• **TASK GOAL**
Reproduce all the entries exactly.

(A block of data)
┄┄┄┄┄┄┄┄┄┄
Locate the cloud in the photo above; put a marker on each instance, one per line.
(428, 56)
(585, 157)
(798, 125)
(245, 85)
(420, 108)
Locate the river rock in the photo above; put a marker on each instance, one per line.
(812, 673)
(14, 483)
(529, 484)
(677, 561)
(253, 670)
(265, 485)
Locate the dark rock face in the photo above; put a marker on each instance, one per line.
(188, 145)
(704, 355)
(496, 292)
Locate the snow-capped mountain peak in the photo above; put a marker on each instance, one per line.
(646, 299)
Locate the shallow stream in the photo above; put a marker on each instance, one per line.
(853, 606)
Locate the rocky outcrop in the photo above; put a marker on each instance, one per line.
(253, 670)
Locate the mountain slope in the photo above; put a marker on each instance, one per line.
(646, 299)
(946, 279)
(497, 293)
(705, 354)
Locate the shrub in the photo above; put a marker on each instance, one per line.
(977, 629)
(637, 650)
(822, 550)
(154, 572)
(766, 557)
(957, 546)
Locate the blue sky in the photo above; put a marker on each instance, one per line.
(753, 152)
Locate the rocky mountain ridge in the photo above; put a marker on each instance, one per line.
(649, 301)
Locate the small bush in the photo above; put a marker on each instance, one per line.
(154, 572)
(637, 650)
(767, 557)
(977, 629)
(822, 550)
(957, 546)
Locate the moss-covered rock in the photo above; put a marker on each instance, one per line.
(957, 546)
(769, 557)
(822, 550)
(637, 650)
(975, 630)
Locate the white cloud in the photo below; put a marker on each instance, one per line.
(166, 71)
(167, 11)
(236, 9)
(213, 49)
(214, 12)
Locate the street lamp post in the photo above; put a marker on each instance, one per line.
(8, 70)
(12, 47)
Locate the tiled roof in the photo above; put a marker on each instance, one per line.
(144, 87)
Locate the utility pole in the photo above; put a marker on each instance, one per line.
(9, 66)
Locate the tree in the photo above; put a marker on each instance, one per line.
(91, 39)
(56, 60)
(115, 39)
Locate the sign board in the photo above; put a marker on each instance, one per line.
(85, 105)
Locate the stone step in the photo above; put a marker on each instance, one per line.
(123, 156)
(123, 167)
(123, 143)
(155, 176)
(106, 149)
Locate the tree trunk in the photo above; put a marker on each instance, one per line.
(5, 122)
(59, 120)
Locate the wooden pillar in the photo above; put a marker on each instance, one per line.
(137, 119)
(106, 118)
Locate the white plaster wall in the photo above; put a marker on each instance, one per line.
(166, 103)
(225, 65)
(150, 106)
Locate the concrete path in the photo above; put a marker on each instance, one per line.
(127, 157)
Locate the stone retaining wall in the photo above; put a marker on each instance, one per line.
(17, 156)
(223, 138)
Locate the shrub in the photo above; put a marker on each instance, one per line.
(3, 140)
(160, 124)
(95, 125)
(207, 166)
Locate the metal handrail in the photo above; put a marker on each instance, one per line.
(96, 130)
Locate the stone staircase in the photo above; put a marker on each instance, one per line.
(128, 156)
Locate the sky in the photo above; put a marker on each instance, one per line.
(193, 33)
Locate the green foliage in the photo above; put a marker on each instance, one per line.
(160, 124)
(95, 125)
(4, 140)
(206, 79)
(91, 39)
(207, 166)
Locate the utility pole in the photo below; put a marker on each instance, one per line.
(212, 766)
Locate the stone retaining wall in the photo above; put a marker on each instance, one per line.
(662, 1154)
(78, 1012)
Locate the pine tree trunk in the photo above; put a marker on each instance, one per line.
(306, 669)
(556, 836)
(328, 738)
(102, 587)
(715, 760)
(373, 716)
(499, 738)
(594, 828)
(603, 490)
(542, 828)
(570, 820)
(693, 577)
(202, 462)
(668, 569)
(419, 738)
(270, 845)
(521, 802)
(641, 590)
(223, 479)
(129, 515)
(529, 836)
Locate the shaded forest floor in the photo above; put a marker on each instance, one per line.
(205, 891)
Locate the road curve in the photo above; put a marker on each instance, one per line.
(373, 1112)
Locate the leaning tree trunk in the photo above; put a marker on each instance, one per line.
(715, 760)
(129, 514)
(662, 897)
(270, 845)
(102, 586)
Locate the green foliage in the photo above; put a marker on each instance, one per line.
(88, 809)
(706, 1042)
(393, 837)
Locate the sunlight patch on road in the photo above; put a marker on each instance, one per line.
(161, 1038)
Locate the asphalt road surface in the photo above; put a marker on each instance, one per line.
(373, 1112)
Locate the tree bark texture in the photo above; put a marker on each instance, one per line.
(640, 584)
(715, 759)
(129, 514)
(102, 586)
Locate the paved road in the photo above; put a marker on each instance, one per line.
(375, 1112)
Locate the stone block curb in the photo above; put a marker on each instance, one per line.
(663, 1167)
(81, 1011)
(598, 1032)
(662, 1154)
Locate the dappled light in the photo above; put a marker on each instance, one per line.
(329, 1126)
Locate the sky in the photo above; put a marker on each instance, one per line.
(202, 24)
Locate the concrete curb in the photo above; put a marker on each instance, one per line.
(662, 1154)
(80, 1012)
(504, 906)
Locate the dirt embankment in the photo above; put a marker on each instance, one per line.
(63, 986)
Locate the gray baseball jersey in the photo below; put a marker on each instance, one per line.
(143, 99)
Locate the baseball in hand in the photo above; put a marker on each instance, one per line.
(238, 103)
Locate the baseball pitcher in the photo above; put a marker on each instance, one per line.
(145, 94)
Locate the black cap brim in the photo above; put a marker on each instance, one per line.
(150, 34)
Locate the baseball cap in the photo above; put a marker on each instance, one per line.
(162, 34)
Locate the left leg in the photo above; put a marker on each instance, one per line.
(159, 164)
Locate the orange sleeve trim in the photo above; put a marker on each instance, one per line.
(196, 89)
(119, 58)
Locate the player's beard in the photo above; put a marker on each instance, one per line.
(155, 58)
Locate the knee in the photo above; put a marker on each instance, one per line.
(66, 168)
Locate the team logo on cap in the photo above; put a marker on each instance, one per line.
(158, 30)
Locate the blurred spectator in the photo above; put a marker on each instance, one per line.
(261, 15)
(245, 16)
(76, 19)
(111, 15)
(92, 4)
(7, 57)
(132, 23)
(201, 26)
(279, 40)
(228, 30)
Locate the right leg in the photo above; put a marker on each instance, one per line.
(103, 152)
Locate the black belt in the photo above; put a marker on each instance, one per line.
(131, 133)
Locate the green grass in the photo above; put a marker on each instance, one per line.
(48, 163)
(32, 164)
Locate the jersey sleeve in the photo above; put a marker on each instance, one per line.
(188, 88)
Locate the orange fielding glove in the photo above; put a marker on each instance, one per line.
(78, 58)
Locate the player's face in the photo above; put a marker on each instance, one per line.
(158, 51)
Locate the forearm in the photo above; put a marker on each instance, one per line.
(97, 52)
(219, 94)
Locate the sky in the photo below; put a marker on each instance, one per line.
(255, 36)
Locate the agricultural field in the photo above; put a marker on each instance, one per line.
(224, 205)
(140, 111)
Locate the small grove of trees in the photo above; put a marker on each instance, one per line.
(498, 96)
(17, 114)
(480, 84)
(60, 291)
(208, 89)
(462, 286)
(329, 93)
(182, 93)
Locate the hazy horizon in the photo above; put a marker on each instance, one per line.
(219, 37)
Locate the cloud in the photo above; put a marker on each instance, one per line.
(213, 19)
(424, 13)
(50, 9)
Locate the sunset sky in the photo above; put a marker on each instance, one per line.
┄┄┄┄┄┄┄┄┄┄
• **TASK RESULT**
Locate the cloud in the photo above; put a marker on each instance, one per line.
(428, 56)
(585, 157)
(798, 125)
(245, 85)
(420, 108)
Locate the river rock in the photo above; put a marker on each instance, one per line.
(812, 673)
(14, 483)
(529, 484)
(677, 561)
(253, 670)
(265, 485)
Locate the dark rock face in the photo above; put a marker on each instance, one per line.
(188, 145)
(704, 355)
(496, 292)
Locate the snow-capped mountain peak in the photo above; put a marker on each instance, one per line.
(646, 299)
Locate the shallow stream in the photo above; put a marker on each instance, one per line.
(853, 606)
Locate the rocky outcrop in the photo above; put a marker on each instance, one per line.
(253, 670)
Locate the mountain slope in the photo above; put a marker on each instance, one per line.
(646, 299)
(946, 279)
(497, 293)
(705, 354)
Locate the shrub in the photo above; put a marker on each instance, one per line.
(977, 629)
(637, 650)
(822, 550)
(154, 572)
(766, 557)
(957, 546)
Locate the blue sky in the photo above; put a marker on each instance, one per line.
(753, 152)
Locate the rocky mountain ridge in the photo above; put a marker on each instance, one per line.
(649, 301)
Locate the small bush in the photo above; put a marker on each instance, one per line.
(154, 572)
(637, 650)
(767, 557)
(977, 629)
(822, 550)
(957, 546)
Locate the moss-covered rock in the photo above; put a marker on each instance, one per line.
(957, 546)
(769, 557)
(822, 550)
(637, 650)
(975, 630)
Locate the white cloud in the photo below; put a marker on each instance, one per line.
(166, 71)
(167, 11)
(236, 9)
(213, 49)
(214, 12)
Locate the street lamp post in the photo above; put a marker on each instance, one per line.
(8, 70)
(12, 47)
Locate the tiled roof in the photo above; put a marker on each instance, one per line.
(144, 87)
Locate the utility pole in the photo above; put a marker on each instance, one per line.
(9, 66)
Locate the tree in the photo above; put a marker on each instance, one per line.
(91, 39)
(56, 60)
(115, 39)
Locate the sign board in the photo above; put a marker on each instance, one per line.
(85, 105)
Locate the stone step in the photo above; put a marker on each instance, one per line.
(123, 156)
(123, 167)
(123, 143)
(155, 176)
(106, 149)
Locate the tree trunk in the photo above; put a marker on each instance, one per line.
(5, 122)
(59, 120)
Locate the wooden pillar in the photo above; put a marker on each instance, one per line.
(137, 119)
(106, 118)
Locate the white plaster wall in the photo above; put a marker on each instance, one per line.
(166, 103)
(225, 65)
(150, 106)
Locate the concrete path in the photo above; put a marker on each instance, one per line.
(127, 157)
Locate the stone retaining wall in the photo above; put a marker on each instance, one per line.
(17, 156)
(223, 138)
Locate the shrub in the photo above; put a marker on each instance, one per line.
(3, 140)
(160, 124)
(95, 125)
(207, 166)
Locate the metal handrail in the photo above; put a marker on each instance, one per line.
(96, 130)
Locate the stone staircase in the photo above; put a marker on each instance, one per line.
(128, 156)
Locate the sky in the photo above; put a marker on each instance, one per line.
(193, 33)
Locate the green foliage in the photo above; put a marker on each instance, one per line.
(160, 124)
(95, 125)
(4, 140)
(206, 79)
(91, 39)
(207, 166)
Locate the utility pole in the photo below; put a marker on each instance, one per line.
(212, 766)
Locate the stone retaining wall in the photo above; put a marker on each instance, one per line.
(662, 1154)
(78, 1012)
Locate the pine tree trunk in the photo above; put a marker on each instance, one per line.
(306, 669)
(556, 836)
(328, 738)
(102, 587)
(715, 760)
(373, 716)
(499, 738)
(594, 828)
(603, 490)
(542, 828)
(570, 820)
(693, 577)
(202, 462)
(668, 569)
(419, 738)
(270, 845)
(521, 802)
(641, 590)
(223, 479)
(129, 515)
(529, 836)
Locate the shaded forest floor in the photo above; put a marker on each instance, one per line.
(205, 891)
Locate the road curve in the photo above; put a marker on each instance, one per line.
(373, 1112)
Locate the leaning tree trunk in the photo above; put a marker on each instance, one per line.
(715, 760)
(129, 514)
(662, 897)
(270, 845)
(102, 586)
Locate the green foliage in the photo above; put a marker on each instance, one per line.
(88, 809)
(706, 1042)
(393, 837)
Locate the sunlight patch on road in the photo above; put a marker on each instance, one per line.
(161, 1038)
Locate the asphalt road surface in the photo above; put a marker on each instance, one per line.
(373, 1112)
Locate the tree bark texture in the photo above; put a marker on each instance, one per line.
(640, 584)
(715, 759)
(129, 514)
(102, 586)
Locate the paved road in the photo above; put a marker on each instance, one per line.
(375, 1112)
Locate the stone block curb in the photo above; put a marker on each instance, one per line.
(663, 1167)
(81, 1011)
(598, 1032)
(662, 1154)
Locate the dappled light in the photo above; put a marker on each instance, one per line.
(329, 1126)
Locate the sky in the photo above; put a marker on each instance, one per line.
(202, 24)
Locate the concrete curb in the photo above; put a marker on each instance, one per line.
(662, 1154)
(80, 1012)
(504, 906)
Locate the dirt embankment in the photo above; put a marker on each instance, one per line.
(63, 986)
Locate the gray baseball jersey in the photo below; put a marker on each instance, one per line.
(143, 99)
Locate the baseball in hand in the photo above; put a marker on each instance, one per line.
(238, 103)
Locate the baseball pitcher in the photo above; put a marker on each instance, one per line.
(145, 94)
Locate the black cap brim in the photo above; put a marker on each instance, one per line.
(150, 34)
Locate the baseball cap in the photo above; put a marker on each instance, one per line.
(162, 34)
Locate the left leg in the photo above; put a marker on each instance, one per line.
(159, 164)
Locate the orange sleeve trim in the photo above; put a marker on each instance, one per line.
(196, 89)
(119, 58)
Locate the player's beard in the photo above; put a marker on each instance, one per line.
(155, 58)
Locate the knee in the photo above; put a marker on each instance, one per line.
(66, 168)
Locate the team logo on cap in the photo above; put a marker on each instance, one per line.
(158, 30)
Locate the blurred spectator in the photo above; put a marker on each instance, one per line.
(261, 15)
(245, 16)
(76, 19)
(111, 15)
(92, 4)
(7, 57)
(132, 23)
(201, 26)
(279, 40)
(228, 30)
Locate the right leg in the photo above; put a marker on each instance, one per line.
(103, 152)
Locate the black belt in the photo above; put a marker on each instance, one per line.
(131, 133)
Locate the green grass in the photo above; put a marker on each instance, one per line.
(48, 163)
(32, 164)
Locate the jersey sleeve in the photo above; put a marker on each instance, one per line.
(188, 88)
Locate the orange fielding glove in the photo above; put a marker on each instance, one per line.
(78, 58)
Locate the player's face in the photo above; put a marker on each instance, one per line.
(158, 51)
Locate the forearm in the photo above; put a marker on each instance, one per line.
(97, 52)
(219, 94)
Locate the sky in the photo below; put a marker on each instance, one per line.
(255, 36)
Locate the agricultural field in the photo above; put a marker on each instance, one per line.
(224, 205)
(140, 111)
Locate the small grove of trees in the photo above; put a marker on each instance, one per line.
(498, 96)
(17, 114)
(480, 84)
(60, 291)
(208, 89)
(462, 286)
(329, 93)
(182, 93)
Locate the hazy horizon in the photo above; put a marker on each instance, one per line.
(219, 37)
Locate the cloud in the photo above; put a marker on each instance, one per line.
(213, 19)
(424, 13)
(50, 9)
Locate the sunset sky in the photo above; put a marker on each instance, one per line.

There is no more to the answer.